[START OF DATA]
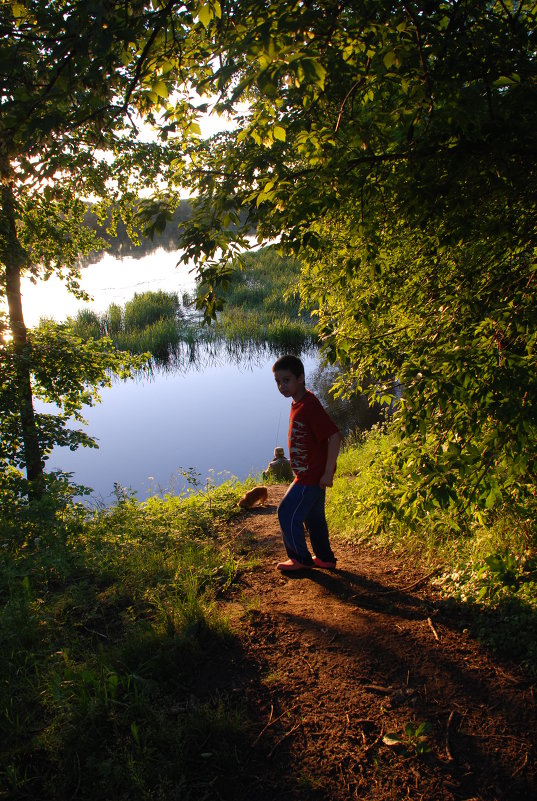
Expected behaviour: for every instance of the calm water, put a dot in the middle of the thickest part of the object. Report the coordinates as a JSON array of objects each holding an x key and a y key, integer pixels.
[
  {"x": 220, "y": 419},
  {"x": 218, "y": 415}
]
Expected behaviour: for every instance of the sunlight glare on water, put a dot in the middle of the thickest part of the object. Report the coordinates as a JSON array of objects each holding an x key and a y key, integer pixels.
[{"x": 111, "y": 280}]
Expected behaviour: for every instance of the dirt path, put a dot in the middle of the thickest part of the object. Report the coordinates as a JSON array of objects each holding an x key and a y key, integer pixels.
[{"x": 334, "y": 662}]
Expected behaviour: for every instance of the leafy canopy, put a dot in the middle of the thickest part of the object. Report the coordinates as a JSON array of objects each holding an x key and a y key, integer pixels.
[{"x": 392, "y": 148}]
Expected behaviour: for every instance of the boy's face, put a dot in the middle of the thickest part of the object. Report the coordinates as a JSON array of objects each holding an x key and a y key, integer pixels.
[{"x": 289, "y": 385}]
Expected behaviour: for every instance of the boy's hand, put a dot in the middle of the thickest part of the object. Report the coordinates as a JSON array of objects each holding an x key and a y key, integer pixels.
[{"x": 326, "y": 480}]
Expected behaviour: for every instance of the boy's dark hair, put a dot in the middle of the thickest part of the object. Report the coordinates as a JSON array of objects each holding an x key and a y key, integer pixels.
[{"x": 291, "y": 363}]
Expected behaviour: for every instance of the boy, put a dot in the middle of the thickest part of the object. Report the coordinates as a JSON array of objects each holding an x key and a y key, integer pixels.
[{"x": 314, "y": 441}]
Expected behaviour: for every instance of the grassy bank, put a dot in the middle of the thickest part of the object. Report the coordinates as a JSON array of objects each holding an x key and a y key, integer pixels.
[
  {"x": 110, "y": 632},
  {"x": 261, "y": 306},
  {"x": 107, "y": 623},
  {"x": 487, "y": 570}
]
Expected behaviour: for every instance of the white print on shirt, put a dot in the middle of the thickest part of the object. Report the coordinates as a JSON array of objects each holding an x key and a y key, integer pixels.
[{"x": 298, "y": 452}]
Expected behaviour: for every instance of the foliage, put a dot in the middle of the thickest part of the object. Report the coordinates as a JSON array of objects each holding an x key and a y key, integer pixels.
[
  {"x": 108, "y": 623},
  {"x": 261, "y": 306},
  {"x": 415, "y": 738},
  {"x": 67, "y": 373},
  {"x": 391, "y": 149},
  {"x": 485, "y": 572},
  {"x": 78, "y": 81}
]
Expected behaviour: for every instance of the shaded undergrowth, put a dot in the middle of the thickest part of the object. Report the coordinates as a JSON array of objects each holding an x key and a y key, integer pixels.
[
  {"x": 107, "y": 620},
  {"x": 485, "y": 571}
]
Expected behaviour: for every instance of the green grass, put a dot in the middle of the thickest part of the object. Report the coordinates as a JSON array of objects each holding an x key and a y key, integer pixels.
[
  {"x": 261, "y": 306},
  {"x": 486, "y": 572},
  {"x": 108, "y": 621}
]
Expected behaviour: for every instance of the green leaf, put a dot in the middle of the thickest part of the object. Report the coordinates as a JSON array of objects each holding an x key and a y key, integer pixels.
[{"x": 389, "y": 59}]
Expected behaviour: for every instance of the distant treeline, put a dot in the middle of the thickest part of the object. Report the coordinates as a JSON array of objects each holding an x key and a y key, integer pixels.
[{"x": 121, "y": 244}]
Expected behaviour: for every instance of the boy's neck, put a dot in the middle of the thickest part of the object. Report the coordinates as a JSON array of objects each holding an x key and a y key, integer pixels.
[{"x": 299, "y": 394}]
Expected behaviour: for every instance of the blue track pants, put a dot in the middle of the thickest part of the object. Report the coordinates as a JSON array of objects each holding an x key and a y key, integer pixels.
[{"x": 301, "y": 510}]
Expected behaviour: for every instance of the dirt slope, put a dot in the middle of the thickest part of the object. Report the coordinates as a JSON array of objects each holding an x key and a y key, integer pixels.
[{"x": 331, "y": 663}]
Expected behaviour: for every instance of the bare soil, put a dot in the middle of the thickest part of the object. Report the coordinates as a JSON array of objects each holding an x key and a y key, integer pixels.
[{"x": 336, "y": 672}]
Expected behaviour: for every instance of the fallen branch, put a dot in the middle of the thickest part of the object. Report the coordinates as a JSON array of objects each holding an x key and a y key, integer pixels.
[END OF DATA]
WRITTEN EXERCISE: Take the line with "Expected behaviour: for every instance of the boy's neck, put" and all lines after it to the last line, and reproduce them exactly.

RESPONSE TO THE EXERCISE:
Expected behaviour: for every instance of the boy's neck, put a dot in the middle of the thickest part of the object. Report the coordinates as a JSON array of objects each holding an x key and a y key, integer pixels.
[{"x": 299, "y": 394}]
Expected behaviour: for every instance of the blue track pants, put a dot in the middle of the thickest part of the object. Report the coordinates as a JSON array of objects each holding an x key and a y key, integer pixels.
[{"x": 301, "y": 510}]
Expected behaviour: for every instance of the dirt slope, put a dot in the middle of the thickest part of the object. Report the coordinates as a JSON array of objects each holding an x key and a y key, integer pixels.
[{"x": 331, "y": 663}]
Expected behaviour: for every instance of the bare soil, put a dot in the middle of the thickest part of the object. Report the coordinates as a JSON array of objects each holding an x key and a y key, integer pixels.
[{"x": 336, "y": 672}]
Expected behaviour: for every instance of the fallen branch, put a dot in the middle of the thickest part of the object. Report the coordinates as a JSON array of objects each holding an x key and a y key, integer pixels.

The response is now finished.